→ Exercise prompt
Look through the entries below for the string "firefighter", and copy each line where it is found.

· · · ·

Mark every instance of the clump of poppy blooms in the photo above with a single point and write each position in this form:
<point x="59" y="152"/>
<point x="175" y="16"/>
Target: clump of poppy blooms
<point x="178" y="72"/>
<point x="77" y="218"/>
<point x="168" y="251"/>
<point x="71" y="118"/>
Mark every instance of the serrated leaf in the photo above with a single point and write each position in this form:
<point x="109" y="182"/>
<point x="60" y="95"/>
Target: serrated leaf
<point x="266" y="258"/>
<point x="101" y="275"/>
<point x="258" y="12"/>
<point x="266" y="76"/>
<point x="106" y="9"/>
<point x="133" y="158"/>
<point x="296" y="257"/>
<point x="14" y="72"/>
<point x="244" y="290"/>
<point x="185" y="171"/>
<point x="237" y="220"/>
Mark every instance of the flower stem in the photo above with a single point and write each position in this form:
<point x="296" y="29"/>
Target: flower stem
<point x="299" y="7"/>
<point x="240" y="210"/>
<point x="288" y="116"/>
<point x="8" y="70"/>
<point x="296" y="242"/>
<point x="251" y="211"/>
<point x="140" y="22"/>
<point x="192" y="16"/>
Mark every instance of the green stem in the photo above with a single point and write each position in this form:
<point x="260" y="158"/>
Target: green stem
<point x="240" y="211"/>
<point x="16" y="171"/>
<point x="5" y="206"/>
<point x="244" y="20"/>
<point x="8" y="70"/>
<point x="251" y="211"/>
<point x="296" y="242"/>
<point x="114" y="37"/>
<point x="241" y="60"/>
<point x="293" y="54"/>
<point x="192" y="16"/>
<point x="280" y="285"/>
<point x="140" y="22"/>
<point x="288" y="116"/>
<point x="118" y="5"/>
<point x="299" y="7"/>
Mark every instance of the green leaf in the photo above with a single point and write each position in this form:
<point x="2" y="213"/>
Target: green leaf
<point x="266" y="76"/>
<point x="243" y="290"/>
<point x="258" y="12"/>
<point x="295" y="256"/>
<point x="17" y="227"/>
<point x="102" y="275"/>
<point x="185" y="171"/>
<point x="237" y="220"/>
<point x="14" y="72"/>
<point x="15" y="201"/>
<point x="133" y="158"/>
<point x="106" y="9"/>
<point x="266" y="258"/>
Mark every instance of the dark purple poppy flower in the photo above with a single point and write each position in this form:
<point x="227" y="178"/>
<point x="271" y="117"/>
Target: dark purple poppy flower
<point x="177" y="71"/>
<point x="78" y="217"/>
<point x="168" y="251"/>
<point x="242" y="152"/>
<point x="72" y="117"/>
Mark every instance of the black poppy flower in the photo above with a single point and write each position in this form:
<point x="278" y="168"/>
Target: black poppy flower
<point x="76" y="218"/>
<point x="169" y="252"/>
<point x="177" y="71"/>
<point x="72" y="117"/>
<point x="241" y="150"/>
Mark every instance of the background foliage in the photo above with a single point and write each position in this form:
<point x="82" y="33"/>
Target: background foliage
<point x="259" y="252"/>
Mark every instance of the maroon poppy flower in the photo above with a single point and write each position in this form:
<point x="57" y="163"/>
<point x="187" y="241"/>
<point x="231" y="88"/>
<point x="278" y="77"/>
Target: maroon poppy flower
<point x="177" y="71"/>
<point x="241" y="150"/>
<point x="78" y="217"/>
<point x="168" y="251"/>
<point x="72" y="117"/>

· · · ·

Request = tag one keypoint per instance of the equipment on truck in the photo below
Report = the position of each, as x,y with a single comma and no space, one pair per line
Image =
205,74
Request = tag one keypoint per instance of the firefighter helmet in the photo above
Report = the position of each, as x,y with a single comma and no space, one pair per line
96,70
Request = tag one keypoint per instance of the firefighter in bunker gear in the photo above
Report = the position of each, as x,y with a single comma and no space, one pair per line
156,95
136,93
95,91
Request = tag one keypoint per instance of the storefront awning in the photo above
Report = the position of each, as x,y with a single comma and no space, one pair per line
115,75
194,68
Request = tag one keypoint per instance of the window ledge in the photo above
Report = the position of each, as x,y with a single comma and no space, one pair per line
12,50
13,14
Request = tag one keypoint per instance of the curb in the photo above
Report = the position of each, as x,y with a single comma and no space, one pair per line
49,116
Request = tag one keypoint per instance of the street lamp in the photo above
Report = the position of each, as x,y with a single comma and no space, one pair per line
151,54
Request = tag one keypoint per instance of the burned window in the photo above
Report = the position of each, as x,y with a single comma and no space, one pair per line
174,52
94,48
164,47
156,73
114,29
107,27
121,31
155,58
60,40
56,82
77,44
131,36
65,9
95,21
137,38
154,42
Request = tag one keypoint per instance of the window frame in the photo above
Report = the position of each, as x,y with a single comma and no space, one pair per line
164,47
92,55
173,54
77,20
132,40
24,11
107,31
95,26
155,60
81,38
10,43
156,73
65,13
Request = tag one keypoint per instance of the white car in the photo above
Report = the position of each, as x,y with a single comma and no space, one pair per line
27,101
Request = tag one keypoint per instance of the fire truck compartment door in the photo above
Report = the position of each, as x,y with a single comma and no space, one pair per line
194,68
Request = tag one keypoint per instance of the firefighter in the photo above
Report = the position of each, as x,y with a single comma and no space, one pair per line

· · · ·

→ Result
Request = tag one keypoint per instance of the firefighter helmet in the photo above
Request = tag one keypoint per instance of the firefighter in bunker gear in the photo above
Request = tag one keypoint per instance of the firefighter in the photo above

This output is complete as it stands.